— What to produce —
Gather each line of the entries below that includes "dress".

— Extracted material —
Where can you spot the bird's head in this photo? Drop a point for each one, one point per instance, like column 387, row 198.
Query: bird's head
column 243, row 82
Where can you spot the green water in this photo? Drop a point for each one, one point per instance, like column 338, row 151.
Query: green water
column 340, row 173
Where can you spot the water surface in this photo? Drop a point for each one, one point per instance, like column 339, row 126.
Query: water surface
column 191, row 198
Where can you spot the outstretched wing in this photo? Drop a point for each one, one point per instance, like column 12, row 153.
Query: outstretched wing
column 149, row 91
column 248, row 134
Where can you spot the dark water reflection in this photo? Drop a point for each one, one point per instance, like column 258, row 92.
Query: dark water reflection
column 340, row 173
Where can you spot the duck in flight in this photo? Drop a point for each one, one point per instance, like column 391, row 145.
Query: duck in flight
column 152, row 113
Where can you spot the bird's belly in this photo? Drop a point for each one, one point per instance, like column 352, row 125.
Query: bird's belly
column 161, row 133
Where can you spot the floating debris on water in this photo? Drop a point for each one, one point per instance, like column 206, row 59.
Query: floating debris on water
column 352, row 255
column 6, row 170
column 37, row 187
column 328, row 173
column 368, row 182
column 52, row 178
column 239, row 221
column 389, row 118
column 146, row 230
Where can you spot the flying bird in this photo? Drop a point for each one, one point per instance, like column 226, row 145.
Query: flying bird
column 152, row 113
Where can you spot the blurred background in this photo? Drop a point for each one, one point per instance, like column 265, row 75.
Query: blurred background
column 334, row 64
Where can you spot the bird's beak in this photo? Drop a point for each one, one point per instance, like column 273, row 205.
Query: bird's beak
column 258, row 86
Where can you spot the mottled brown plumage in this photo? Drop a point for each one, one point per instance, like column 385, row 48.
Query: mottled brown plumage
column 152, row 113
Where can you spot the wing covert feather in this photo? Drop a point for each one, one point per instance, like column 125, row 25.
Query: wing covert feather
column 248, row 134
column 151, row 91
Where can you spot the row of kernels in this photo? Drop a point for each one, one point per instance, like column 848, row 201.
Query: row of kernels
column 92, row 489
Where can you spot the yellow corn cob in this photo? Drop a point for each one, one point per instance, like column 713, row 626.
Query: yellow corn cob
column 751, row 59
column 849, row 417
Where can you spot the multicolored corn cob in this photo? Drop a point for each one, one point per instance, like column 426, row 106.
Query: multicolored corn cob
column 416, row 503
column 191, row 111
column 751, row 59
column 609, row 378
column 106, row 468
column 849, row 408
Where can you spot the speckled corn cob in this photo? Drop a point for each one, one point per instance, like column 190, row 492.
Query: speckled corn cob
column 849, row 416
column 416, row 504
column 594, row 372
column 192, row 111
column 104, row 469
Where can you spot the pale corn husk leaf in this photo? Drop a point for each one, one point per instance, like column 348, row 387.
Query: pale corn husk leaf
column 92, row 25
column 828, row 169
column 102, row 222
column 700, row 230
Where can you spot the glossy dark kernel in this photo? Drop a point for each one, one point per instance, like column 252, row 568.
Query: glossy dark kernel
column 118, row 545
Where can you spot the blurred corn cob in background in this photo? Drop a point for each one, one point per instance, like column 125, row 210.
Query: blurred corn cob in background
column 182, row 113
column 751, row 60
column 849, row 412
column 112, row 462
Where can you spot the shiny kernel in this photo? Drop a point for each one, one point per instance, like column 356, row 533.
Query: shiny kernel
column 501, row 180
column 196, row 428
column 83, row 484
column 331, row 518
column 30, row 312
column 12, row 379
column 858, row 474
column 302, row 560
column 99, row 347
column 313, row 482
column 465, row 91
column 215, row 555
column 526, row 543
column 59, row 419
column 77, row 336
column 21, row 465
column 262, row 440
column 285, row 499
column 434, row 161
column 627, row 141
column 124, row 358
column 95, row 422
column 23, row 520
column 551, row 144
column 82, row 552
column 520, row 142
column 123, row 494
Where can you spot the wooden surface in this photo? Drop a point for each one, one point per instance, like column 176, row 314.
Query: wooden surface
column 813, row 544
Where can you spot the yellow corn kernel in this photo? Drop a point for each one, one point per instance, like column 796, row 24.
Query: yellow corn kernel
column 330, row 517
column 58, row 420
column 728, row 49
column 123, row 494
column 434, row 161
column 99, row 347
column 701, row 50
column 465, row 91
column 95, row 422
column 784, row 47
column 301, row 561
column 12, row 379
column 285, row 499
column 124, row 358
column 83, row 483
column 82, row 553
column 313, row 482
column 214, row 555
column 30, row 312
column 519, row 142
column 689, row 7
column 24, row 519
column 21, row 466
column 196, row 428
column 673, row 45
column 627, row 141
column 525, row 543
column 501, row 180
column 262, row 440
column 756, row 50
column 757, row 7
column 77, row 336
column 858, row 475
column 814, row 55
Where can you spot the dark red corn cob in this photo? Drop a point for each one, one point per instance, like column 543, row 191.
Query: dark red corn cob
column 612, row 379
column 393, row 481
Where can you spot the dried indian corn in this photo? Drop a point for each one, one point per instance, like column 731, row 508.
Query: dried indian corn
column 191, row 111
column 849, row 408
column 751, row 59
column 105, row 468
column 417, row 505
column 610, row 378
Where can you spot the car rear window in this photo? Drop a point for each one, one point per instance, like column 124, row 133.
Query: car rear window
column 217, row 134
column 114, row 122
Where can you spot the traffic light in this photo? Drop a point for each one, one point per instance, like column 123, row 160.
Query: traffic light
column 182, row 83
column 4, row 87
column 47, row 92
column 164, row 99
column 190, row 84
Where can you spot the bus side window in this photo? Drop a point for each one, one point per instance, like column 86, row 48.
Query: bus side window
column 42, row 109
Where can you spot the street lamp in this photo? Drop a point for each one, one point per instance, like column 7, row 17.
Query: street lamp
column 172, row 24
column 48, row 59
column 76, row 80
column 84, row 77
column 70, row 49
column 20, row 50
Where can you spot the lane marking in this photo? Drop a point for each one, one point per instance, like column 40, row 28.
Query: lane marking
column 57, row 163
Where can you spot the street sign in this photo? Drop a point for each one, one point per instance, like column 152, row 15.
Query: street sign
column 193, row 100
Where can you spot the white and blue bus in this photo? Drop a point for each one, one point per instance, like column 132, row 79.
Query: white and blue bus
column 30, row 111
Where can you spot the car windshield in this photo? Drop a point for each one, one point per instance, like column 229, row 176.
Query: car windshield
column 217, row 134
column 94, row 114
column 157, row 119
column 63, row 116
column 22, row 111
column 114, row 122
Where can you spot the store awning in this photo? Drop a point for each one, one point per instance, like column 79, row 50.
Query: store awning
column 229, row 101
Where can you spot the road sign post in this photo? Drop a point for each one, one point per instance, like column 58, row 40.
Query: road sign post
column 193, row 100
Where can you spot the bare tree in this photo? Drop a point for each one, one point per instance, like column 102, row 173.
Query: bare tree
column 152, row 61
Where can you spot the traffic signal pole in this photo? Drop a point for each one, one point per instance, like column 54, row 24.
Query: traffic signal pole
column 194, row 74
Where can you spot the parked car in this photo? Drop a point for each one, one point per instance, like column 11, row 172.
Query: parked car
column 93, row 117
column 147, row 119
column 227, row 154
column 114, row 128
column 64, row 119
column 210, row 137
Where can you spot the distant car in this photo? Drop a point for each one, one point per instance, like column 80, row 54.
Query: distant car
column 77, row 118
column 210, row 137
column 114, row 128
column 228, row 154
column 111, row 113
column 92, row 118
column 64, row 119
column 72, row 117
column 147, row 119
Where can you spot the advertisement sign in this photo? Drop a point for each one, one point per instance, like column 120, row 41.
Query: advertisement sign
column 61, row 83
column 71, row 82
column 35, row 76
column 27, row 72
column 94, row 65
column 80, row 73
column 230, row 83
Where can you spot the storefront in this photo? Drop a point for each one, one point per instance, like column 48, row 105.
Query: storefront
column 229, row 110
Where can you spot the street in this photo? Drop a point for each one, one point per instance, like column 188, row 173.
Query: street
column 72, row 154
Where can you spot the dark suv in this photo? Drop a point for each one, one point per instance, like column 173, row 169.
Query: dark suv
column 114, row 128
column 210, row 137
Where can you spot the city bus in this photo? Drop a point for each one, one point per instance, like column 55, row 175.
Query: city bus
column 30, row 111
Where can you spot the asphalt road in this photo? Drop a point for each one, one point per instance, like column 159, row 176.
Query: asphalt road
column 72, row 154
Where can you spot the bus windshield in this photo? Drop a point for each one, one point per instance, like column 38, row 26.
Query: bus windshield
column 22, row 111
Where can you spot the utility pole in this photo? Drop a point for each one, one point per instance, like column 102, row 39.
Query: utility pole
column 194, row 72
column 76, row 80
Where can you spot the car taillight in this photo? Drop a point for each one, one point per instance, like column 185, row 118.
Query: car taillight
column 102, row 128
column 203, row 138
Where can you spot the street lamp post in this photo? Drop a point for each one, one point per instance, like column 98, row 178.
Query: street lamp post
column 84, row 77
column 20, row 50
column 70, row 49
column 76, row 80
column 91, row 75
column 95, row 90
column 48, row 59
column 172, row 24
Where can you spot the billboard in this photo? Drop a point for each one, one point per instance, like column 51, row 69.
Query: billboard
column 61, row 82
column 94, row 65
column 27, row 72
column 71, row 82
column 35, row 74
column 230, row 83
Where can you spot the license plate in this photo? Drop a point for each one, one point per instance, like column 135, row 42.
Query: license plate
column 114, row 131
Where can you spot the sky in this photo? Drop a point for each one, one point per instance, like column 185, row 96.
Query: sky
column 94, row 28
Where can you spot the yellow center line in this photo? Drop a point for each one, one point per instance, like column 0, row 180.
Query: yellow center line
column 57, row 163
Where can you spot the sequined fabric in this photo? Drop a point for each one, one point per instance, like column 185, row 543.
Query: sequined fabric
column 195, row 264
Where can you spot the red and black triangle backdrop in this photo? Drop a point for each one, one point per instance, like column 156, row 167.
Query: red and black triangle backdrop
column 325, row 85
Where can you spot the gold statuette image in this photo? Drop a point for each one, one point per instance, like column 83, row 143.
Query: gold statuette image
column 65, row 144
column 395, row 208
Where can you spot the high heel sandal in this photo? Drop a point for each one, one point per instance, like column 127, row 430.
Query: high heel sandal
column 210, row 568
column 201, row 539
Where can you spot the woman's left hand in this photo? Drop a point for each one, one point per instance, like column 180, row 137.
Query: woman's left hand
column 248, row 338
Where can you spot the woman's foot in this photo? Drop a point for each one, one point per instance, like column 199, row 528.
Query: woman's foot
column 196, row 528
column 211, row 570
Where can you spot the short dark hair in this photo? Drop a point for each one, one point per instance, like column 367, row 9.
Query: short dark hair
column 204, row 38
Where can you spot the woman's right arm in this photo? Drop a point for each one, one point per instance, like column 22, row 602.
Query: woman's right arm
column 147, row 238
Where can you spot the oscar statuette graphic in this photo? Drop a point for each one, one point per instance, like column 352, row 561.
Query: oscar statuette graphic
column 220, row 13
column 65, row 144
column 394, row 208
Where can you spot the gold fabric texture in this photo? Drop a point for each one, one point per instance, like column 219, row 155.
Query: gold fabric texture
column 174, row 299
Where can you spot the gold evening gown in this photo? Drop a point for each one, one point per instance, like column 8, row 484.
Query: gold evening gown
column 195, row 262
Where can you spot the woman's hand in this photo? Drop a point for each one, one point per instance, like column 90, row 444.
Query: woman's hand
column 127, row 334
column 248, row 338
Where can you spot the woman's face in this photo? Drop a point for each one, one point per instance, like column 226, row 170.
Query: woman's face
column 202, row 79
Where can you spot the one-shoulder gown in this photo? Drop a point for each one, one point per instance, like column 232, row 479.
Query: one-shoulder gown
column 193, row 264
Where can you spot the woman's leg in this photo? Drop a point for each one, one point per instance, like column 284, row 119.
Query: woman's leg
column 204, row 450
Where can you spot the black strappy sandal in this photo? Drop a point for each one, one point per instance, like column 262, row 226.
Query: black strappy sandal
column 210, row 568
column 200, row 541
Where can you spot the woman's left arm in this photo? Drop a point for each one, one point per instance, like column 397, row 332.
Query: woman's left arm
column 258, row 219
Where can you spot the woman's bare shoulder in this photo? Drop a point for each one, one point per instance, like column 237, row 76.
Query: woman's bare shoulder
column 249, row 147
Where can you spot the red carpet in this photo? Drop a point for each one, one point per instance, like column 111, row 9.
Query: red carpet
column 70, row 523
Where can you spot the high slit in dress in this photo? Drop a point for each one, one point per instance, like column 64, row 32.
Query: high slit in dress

— The completed task —
Where can you spot the high slit in dress in this photo? Drop a point for each one, one point per instance, like column 64, row 32.
Query: high slit in dress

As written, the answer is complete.